◆ **WHAT IS BEING ASKED**: Write out the listing in full, matching it word for word.
[PROVIDED MATERIAL — start]
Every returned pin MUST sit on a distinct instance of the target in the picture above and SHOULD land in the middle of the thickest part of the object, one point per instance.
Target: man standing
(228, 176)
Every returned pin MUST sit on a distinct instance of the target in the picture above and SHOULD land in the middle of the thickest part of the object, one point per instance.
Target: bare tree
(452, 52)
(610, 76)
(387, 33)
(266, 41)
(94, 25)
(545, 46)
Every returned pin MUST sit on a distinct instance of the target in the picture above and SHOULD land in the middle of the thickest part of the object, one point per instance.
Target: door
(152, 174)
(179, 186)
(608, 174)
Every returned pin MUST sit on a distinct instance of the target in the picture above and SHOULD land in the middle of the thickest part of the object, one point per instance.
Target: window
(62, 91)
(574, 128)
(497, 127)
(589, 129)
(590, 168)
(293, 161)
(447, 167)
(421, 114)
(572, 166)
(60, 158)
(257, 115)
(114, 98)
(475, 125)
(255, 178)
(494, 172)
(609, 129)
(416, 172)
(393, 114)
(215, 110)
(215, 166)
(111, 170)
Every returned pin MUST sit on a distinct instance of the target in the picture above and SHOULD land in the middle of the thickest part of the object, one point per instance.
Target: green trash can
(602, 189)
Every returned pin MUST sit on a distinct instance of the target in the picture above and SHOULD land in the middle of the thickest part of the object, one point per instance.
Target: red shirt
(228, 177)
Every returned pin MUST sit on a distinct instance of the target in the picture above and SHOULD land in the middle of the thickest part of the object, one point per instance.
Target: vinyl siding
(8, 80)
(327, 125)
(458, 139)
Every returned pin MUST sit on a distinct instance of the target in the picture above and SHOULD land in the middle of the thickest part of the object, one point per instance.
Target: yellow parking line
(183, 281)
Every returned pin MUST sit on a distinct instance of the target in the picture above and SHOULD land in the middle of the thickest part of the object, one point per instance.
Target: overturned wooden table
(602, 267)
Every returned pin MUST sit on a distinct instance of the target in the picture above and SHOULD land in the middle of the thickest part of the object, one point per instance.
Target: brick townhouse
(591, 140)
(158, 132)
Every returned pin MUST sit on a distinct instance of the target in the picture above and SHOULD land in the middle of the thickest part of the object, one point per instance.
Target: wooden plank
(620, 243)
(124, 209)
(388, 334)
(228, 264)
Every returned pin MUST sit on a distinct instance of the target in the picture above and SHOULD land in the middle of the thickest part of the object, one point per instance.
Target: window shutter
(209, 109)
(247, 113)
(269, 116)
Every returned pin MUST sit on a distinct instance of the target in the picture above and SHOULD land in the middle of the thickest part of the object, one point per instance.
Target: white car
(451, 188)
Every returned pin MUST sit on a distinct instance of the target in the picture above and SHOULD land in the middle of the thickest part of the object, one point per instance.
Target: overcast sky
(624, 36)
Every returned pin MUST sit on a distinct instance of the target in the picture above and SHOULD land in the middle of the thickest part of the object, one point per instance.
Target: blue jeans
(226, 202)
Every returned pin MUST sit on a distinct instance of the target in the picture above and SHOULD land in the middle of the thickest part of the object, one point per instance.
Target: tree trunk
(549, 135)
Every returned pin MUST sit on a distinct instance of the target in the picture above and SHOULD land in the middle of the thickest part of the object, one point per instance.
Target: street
[PROVIDED MATERIAL — finish]
◆ **WRITTEN RESPONSE**:
Every returned pin MUST sit on a distinct instance of the target in the picture above and SHOULD land in the middle of the thickest part of the object, one point per instance.
Target: man standing
(228, 176)
Every returned pin MUST sit on a distinct instance of the target in the picture above and SHOULD land in the middle of the thickest part of the object, one point per instance.
Target: bare tree
(452, 52)
(610, 76)
(387, 33)
(266, 41)
(94, 25)
(545, 46)
Every returned pin MUST sit on a distinct instance of the target in the picture above and SHOULD land in the middle of the thickest part of the object, one point per instance.
Target: door
(152, 174)
(179, 186)
(608, 174)
Every returned pin MUST sit on a distinct instance of the target in the picture above and SHOULD land in the middle of the thickest part of the object, one point per instance.
Target: window
(62, 91)
(574, 128)
(497, 127)
(589, 129)
(590, 168)
(293, 161)
(447, 167)
(421, 114)
(572, 166)
(60, 158)
(257, 115)
(114, 98)
(475, 125)
(255, 178)
(494, 172)
(609, 129)
(416, 172)
(393, 114)
(215, 110)
(215, 166)
(111, 170)
Every returned pin MUST sit on a distinct instance of the target in the picture above and SHOULD land in the middle of the thickest part of the object, one point per instance.
Target: green trash can
(602, 189)
Every returned pin MUST sit on a distinct instance of the target in the picture above and SHOULD land in the middle of the thickest part of the object, one point per instance.
Target: red shirt
(228, 177)
Every returned pin MUST sit on a distinct instance of the target in the picture above and SHOULD land in the middle of the thickest part of the object, one point per instance.
Target: vinyl siding
(8, 80)
(327, 125)
(458, 139)
Every returned pin MUST sit on a distinct instance of the target in the picture above and SHOULD land in the middle of the thickest part of the object, one point per instance.
Target: yellow parking line
(183, 281)
Every returned pin MUST sit on a distinct instance of the target in the picture above and SHOULD land in the middle of the thickest part of the object, one point per instance.
Target: overturned wooden table
(602, 267)
Every returned pin MUST sit on a distinct instance of the target in the picture above and SHOULD land in the middle of the thickest part of the object, one point per instance.
Target: brick townhouse
(591, 140)
(158, 132)
Every returned pin MUST sit on a distinct instance of the target in the picture above and SHOULD land in the middle of the thickest part of the object, one point per instance.
Target: wooden plank
(620, 243)
(124, 209)
(388, 334)
(228, 264)
Every returned pin MUST sit on a distinct instance of the target in the picture above and SHOULD land in the middle of the thickest part of the object, one point per instance.
Target: window shutter
(209, 109)
(247, 113)
(269, 116)
Every returned pin MUST sit on a distinct instance of the target in the picture above and SHOULD land in the middle of the thickest part of the object, one point per instance.
Target: white car
(451, 188)
Every returned pin MUST sit on a distinct instance of the target in the picture above and SHOULD land in the middle of the thickest part of the object, one point per instance.
Target: overcast sky
(624, 36)
Every returned pin MUST sit on a distinct instance of the target in the picture above and SHOULD land in the middle of the thickest part of the object, one point per instance.
Target: blue jeans
(226, 202)
Every returned pin MUST sit on a distinct instance of the target in the picture above and SHOULD land in the middle of the thickest part of the object, one point per instance.
Target: tree trunk
(549, 135)
Every returned pin MUST sit on a distinct instance of the target in the picture above and SHOULD land in the middle of the thickest part of the object, one point per instance.
Target: street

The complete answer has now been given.